### Contour labeling items

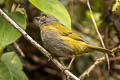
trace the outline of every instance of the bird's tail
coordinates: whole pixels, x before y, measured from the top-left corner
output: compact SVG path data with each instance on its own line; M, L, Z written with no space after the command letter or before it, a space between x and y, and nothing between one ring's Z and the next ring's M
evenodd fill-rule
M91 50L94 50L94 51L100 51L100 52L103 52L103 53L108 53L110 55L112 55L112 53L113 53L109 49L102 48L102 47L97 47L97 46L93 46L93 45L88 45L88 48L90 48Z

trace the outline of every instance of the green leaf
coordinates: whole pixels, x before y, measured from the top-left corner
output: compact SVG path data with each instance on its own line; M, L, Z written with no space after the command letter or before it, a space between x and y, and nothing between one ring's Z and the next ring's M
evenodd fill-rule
...
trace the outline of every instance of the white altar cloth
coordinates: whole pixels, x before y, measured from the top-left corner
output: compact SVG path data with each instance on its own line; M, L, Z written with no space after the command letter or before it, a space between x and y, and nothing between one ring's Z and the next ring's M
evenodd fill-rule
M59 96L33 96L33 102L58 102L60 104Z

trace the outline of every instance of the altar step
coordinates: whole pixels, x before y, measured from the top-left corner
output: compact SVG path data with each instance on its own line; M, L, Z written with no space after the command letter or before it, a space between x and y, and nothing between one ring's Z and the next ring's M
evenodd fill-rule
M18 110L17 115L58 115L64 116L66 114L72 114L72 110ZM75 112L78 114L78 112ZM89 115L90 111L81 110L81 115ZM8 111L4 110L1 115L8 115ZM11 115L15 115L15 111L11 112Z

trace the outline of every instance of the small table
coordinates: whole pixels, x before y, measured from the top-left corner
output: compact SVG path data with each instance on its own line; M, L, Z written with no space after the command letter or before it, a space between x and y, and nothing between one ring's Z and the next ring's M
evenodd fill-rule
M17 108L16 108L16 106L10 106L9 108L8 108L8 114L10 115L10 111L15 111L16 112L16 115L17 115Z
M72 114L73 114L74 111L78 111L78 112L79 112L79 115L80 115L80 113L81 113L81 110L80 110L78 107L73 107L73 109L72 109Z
...
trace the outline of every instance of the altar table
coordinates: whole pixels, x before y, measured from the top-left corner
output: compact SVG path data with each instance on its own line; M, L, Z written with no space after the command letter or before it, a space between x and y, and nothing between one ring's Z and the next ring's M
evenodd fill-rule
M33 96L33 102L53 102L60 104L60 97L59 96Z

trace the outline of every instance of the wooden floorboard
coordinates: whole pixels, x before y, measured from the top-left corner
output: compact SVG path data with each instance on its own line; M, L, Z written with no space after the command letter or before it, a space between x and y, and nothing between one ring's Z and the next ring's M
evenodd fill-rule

### Request
Turn the lines of the items, starting with the line that contains "trace the outline of every instance of the small" and going on through the line that contains "M72 114L73 114L74", into a Markdown table with the columns Row and Line, leaving out any blank lines.

### Task output
| Row | Line |
|---|---|
| 1 | trace the outline of every instance of the small table |
| 2 | coordinates: whole pixels, x before y, measured from the top-left corner |
| 3 | output: compact SVG path data with each instance on its own line; M, L, Z written with no space after the command letter or before it, a space between x and y, and nothing between one ring's Z and the next ring's M |
| 4 | evenodd fill-rule |
| 5 | M17 108L16 108L16 106L10 106L9 108L8 108L8 114L10 115L10 111L15 111L16 112L16 115L17 115Z |
| 6 | M72 114L73 114L74 111L78 111L78 112L79 112L79 115L80 115L80 113L81 113L81 110L80 110L78 107L73 107L73 109L72 109Z |